# Assignment 1:
Using the Kball article below, explain in one to three sentences what Kball is modeled on and what that event aims to do.
# Assignment 2:
Answer these questions from the Kball article below.
(a) At what venue was this year's Kball held?
(b) Who were the MCs for the night?
(c) How many dessert choices were offered?

On March 20th, the Penn State chapter of Keep A Child Alive hosted its 5th annual Kball. The ball itself is a replica of the national organization’s Blackball, which purpose is to raise awareness on the pandemic of HIV/AIDS.
This year, Kball was held at Atherton Hotel, a rather elegant and sophisticated venue. The ball was held in one of the hotel’s ballrooms. Inside of this ballroom, there were crystal chandeliers hanging from the ceiling, round tables covered with pure white table tablecloths, and a decent size dance floor that twinkled under the lights. Guests commented on the beauty of the ballroom as they walked in.
The program started with the executive board at the podium, welcoming everyone to Kball and stating their mission. Their mission is “to realize the end of AIDS for children and families by combating the physical, social and economic impacts of HIV, and engaging the community in this fight against AIDS.”
After the brief introduction, the Vice President of the organization handed the microphone over to the MC’s for the night. The MC’s were Jerrie Johnson, a senior at Penn State, and her partner was Khalif Dobson. These two kept the crowd engaged and energetic through their jokes and introduction of various performers throughout the evening.
There were wonderfully orchestrated performances throughout the night. First, two poets from W.O.R.D.S. pulled at heartstrings with a spoken word. Then, the Afrique Fusion dance group brought everyone back to Africa, the motherland, with their mixture of traditional African dance and music. Finally, two twins named Deme and Desne sang a beautiful, authentic piece that was followed with a standing ovation.
Not only were the performances great, but the food was spectacular. There were three different choices for the main entree, and five different dessert choices. After dinner, the guest of honor was introduced.

# Data extracts:
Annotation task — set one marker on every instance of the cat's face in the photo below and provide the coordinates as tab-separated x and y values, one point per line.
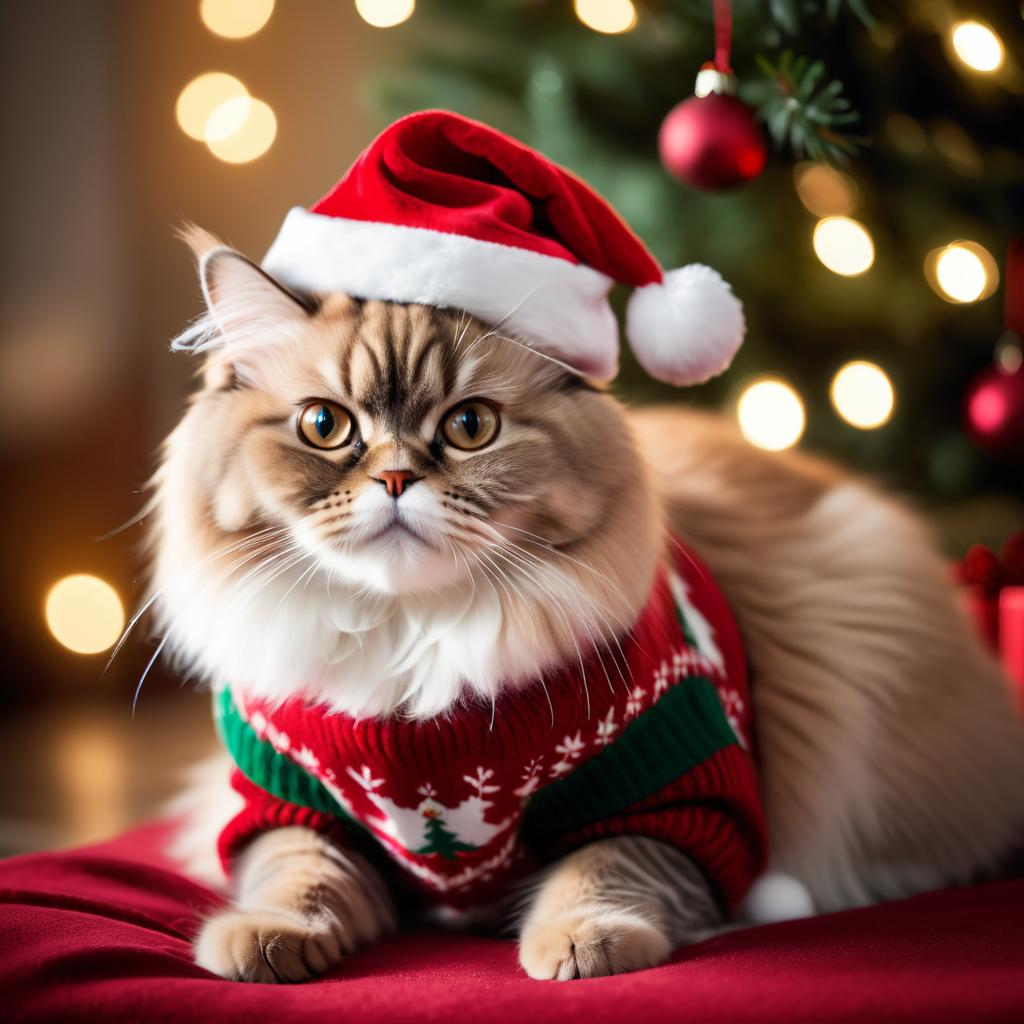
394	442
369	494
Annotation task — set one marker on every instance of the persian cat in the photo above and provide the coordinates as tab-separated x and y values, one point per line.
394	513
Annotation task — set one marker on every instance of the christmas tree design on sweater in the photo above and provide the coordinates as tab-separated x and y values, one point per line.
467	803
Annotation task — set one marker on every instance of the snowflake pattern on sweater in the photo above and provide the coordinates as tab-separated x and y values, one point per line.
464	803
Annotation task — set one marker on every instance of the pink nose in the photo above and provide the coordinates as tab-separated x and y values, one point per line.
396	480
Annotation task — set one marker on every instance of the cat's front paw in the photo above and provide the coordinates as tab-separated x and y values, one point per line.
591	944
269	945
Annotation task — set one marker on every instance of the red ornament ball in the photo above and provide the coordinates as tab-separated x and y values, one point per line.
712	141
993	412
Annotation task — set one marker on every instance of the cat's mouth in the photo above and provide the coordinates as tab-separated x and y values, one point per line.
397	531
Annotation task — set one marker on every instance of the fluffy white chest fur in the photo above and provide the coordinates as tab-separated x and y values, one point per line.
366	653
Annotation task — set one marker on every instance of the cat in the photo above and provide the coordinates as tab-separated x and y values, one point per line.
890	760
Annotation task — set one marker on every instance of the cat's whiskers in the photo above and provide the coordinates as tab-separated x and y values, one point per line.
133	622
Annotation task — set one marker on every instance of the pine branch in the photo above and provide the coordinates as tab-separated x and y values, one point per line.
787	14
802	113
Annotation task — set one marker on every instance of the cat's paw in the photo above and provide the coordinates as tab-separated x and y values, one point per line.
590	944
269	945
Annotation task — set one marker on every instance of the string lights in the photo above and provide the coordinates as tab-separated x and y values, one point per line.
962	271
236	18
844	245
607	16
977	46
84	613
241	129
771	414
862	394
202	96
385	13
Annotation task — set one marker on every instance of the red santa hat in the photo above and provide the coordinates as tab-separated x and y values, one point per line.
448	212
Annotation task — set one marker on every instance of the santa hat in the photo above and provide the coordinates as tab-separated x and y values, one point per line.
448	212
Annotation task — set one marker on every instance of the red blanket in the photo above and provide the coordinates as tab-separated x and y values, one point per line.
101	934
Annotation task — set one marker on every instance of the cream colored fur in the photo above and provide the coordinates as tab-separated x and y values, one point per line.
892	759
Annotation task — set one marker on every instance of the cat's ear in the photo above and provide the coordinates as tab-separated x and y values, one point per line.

# Output 1:
Kball is a replica of Blackball, the national Keep A Child Alive organization's event. Blackball aims to raise awareness of the HIV/AIDS pandemic.

# Output 2:
(a) Atherton Hotel
(b) Jerrie Johnson and Khalif Dobson
(c) Five